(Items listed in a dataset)
========================================================================
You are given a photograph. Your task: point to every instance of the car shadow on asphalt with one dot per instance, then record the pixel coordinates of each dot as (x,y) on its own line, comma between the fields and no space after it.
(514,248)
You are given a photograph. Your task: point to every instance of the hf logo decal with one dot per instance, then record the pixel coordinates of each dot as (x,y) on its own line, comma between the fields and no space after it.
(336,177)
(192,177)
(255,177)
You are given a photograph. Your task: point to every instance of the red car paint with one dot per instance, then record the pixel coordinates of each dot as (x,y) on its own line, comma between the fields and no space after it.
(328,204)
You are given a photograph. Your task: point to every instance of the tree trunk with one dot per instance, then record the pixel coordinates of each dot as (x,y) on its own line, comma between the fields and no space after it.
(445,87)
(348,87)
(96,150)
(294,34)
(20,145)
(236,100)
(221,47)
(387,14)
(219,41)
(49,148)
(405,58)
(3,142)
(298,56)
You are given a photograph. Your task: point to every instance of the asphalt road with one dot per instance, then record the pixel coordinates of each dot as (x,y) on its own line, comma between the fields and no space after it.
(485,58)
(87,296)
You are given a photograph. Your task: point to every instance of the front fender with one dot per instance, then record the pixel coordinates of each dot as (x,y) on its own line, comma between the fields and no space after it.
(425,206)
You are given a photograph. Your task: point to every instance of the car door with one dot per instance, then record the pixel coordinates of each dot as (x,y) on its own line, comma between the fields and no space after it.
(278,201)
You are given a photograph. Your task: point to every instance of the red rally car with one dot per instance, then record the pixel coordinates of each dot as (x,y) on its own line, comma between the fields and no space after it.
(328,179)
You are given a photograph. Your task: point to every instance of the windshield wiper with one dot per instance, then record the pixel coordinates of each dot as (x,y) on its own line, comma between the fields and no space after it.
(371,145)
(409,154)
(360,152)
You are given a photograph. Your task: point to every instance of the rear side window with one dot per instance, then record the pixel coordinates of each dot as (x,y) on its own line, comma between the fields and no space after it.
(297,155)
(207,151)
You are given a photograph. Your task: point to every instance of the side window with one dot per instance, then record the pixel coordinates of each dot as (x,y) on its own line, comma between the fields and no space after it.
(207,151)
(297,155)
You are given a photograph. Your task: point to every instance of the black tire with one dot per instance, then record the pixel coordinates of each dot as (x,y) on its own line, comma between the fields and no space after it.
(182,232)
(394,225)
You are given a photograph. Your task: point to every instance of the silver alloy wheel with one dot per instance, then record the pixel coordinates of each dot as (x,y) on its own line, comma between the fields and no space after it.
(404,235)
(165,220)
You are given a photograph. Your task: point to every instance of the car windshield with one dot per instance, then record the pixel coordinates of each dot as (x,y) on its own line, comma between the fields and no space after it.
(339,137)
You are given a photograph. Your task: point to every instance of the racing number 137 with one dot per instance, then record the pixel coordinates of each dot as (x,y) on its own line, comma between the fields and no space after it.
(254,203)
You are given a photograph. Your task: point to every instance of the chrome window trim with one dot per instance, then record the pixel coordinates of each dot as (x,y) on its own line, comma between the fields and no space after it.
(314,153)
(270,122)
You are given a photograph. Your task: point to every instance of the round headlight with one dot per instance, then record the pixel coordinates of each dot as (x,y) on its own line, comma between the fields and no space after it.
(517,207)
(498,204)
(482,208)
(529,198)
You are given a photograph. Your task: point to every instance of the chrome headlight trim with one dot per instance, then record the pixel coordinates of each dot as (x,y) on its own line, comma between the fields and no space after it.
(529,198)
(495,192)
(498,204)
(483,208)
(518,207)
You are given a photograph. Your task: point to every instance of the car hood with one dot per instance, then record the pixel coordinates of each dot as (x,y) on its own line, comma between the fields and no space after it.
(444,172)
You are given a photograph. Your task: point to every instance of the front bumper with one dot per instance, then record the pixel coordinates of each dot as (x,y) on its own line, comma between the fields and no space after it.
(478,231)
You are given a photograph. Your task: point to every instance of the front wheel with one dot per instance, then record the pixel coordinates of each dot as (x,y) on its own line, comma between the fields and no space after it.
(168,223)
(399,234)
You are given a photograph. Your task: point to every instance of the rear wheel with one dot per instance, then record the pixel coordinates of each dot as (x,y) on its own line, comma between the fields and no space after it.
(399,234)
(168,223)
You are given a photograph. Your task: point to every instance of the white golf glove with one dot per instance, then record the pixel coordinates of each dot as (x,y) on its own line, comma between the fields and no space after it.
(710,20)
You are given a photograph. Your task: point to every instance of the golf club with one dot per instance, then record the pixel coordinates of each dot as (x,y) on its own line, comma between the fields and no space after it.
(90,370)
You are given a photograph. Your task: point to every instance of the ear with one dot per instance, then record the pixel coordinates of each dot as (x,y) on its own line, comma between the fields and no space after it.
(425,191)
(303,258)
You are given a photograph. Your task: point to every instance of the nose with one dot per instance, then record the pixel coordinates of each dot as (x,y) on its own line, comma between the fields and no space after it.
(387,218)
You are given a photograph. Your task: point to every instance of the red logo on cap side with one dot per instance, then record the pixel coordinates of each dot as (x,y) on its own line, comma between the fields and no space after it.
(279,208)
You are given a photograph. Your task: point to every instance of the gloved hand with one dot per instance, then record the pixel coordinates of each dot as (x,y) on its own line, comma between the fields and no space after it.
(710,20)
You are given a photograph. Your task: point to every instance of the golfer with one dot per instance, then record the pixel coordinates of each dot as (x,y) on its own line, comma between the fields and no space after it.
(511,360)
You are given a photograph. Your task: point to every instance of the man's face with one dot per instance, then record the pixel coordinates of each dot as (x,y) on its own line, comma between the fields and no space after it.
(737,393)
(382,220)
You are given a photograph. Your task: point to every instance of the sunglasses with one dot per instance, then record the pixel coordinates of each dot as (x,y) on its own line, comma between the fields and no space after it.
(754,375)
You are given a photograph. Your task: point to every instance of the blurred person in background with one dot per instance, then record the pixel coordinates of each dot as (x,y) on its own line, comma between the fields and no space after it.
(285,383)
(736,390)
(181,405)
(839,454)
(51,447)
========================================================================
## TASK TO COMPLETE
Exact repetition of every entry in the data is required.

## YOUR SOLUTION
You are given a photograph. Your task: point to every instance of the car shadow on asphalt with one dot per instance, then record the pixel coordinates of each dot as (x,y) on its own line, comma between the fields and no space after it.
(514,248)
You are given a photograph. Your task: point to every instance of the hf logo decal with one dot per instance, then record the pixel coordinates of each dot as (x,y) on its own line, comma between the fields and no space after it.
(336,177)
(192,177)
(255,177)
You are given a photograph. Your task: point to every instance of the red car paint with one dot per instance, then record the pixel coordinates of each dot as (x,y) on its own line, comma between the fields and no space after it.
(328,204)
You are given a photograph. Your task: point to every instance of the tree trunk with one dot per instance, then record the pixel coordinates of each dot as (x,y) on its own line, comma between the fields and no space after it.
(445,87)
(348,87)
(96,150)
(294,34)
(20,145)
(236,100)
(221,47)
(387,14)
(219,41)
(49,148)
(405,58)
(3,142)
(298,56)
You are given a photograph. Your task: point to every instance of the asphalt road with one dot per instance, then record the pixel coordinates of each dot as (x,y) on its own line, comma between the fields and no space after it.
(485,58)
(87,296)
You are given a photograph. Your task: point to every instance of the front fender with one dot per instance, then record the pixel coordinates of each dot as (x,y) on its own line, comma between the fields and no space after it.
(425,206)
You are given a photograph. Your task: point to every instance of the car door with one dot per instance, then record the pixel coordinates of each dot as (x,y) on its own line, comma between the fields and no space after it.
(278,201)
You are given a photograph. Your task: point to every instance of the red rally car with one dot per instance, then record the pixel coordinates of each dot as (x,y) on its own line, comma between the fields and no space after it.
(328,179)
You are given a photograph. Your task: point to every instance of the windshield wiper with one dot per instance, then record the pixel coordinates of each dot as (x,y) on its own line, comma between the fields and no space after it.
(371,145)
(409,154)
(360,152)
You are given a photograph. Your task: point to every instance of the rear side window with one dot per instance, then record the pixel coordinates of each dot as (x,y) on its own line, comma between the fields and no space after it.
(297,155)
(207,151)
You are given a photograph. Your task: point to every instance of the side window with one dot per instance, then record the pixel coordinates of each dot as (x,y) on its own line, comma between the fields and no space after it.
(207,151)
(297,155)
You are given a photograph. Your task: point to every instance of the black tire with one dot per instance, then record the pixel coordinates of each dot as (x,y) on its own line, comma between the fields and no space after it.
(182,232)
(394,225)
You are given a photograph. Your task: point to every instance of the silver alloy wheel with one dot per instance, then record the pixel coordinates of each dot as (x,y) on its own line, comma between the fields and no space after it.
(404,235)
(165,220)
You are given a photograph. Your task: point to every instance of the car windshield with one dot per instance, then record the pixel coordinates of each dot as (x,y) on its own line, comma between the fields and no space after it.
(339,137)
You are given a photograph. Your task: point to every instance of the racing number 137 with one dot per instance, then record the pixel coordinates of each dot as (x,y) on its own line, comma between the fields and no space after it.
(254,203)
You are given a photograph. Your task: point to every instance of the chrome window trim with one dot per instance, then record the pixel coordinates of each dot as (x,y) on its own line, comma between the fields and no space after it.
(314,153)
(270,122)
You are given a photograph. Your task: point to every instance of the round headlight with one dot per instance, then record the pixel coordinates of each dot as (x,y) on its own line, comma between the fields and no space after it.
(517,207)
(498,204)
(482,208)
(529,198)
You are given a photograph. Your task: point to every instance of the chrome headlight trim with one dot per instance, then record the pixel coordinates of each dot as (x,y) on its own line, comma between the fields and no space after it.
(529,198)
(495,192)
(498,204)
(483,208)
(518,207)
You are given a photograph. Your task: point to every instance of the car hood with one dot per instance, then record the pixel coordinates of each dot as (x,y) on its own line, comma between the fields and no space after it.
(444,172)
You are given a photograph. Your task: point to every instance of the front bumper with one dot per instance, then record the pixel coordinates of each dot as (x,y) on its own line, comma between the fields and no space after it.
(478,231)
You are given a photograph. Your task: point to every instance of the front wheel with one dot per instance, then record the pixel coordinates of each dot as (x,y) on its own line, comma between the fields and no space after it.
(168,223)
(399,234)
You are given a photograph. Your task: point to every instance of the rear wheel with one dot per instance, then record the pixel coordinates of each dot as (x,y) on its own line, comma between the fields and no space after it.
(399,234)
(168,223)
You are given a photograph. Your task: point to every instance of the white golf glove with one dot per instance, then record the pixel coordinates of each dot as (x,y) on its own line, comma between the fields and no space after it.
(710,20)
You are given a photograph. Your task: point to every instance of the golf club with one dot per instance, then record the pixel coordinates of each dot as (x,y) on its own line, comma between the fields and no space after it.
(90,370)
You are given a photograph. Your task: point to every instance of the ear with one dot per instance, then record the pixel coordinates of each dot as (x,y) on its own line, comma between the fields and no space after it.
(425,191)
(303,258)
You are given a photograph. Your task: point to every instance of the nose with one dot per instance, then record the pixel coordinates of each dot as (x,y) on its own line, comma between the fields and no space after it.
(387,218)
You are given a photograph. Your task: point to every instance of the red logo on cap side with one dot per instance, then record the pixel coordinates of each dot as (x,y) on its own line, comma between the fields and no space after it.
(279,208)
You are given a photograph. Your task: point to every instance of the gloved hand with one dot per instance, then record the pixel coordinates of each dot as (x,y) on its own line, comma between the fields and no space after it.
(710,20)
You are given a photograph. Your task: point to every instance of the golfer with one dot per instance, then record the pixel coordinates of each dot as (x,y) on its own line, comma between the fields and no space after it.
(511,360)
You are given a photograph. Your task: point to every instance of the man's face with one dot per instance, then record the pixel coordinates of each dot as (x,y) on its own line, comma between the fields and no space after it.
(737,393)
(382,220)
You are given a photograph. Your task: point to every instance of the sunglasses with one dot per instance, then record the pixel coordinates of each dot as (x,y) on its own line, comma between the fields and no space after it.
(754,375)
You are given a photograph. Your task: point to every instance of the blurred person in background with one dot per instance, then record the pixel coordinates of each dot as (x,y) on its own line, comma between the fields and no space after it.
(285,383)
(736,390)
(181,405)
(839,454)
(51,447)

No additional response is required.